* [Material provided]
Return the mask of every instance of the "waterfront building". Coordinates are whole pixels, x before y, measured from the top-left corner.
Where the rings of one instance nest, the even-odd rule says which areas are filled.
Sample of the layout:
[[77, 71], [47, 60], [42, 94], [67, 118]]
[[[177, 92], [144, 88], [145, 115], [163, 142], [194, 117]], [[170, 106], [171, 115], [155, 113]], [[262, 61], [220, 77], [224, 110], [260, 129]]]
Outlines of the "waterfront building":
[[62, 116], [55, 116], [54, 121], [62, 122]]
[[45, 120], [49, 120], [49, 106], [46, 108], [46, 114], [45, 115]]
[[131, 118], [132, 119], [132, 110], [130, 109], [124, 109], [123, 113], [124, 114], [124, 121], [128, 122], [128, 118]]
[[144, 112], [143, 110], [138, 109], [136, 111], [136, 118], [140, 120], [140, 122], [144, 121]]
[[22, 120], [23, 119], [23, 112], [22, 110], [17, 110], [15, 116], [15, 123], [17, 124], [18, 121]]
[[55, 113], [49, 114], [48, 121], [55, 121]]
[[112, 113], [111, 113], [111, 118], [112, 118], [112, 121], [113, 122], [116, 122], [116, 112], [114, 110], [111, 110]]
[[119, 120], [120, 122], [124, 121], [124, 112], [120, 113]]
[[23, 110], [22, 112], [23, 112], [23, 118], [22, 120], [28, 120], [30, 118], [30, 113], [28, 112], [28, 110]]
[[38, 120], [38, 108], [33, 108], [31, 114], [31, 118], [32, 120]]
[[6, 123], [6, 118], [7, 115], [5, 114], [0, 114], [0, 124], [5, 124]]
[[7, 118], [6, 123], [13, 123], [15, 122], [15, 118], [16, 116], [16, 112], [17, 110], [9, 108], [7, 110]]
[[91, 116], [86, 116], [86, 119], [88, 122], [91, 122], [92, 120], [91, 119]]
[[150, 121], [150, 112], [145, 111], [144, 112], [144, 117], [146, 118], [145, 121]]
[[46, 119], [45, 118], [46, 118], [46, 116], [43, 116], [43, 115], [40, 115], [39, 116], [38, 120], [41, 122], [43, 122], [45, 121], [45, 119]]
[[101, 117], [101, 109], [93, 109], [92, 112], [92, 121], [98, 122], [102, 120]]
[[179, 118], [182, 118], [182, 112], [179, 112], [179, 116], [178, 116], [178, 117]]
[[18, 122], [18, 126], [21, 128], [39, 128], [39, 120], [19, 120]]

* [Exercise prompt] Locate each line in the entries above that contains the word "building" and copy those lines.

* [Correct output]
Return the mask of every instance of the "waterfront building". Coordinates are whole pixels, x before y, measured from the top-left corner.
Outlines of the "waterfront building":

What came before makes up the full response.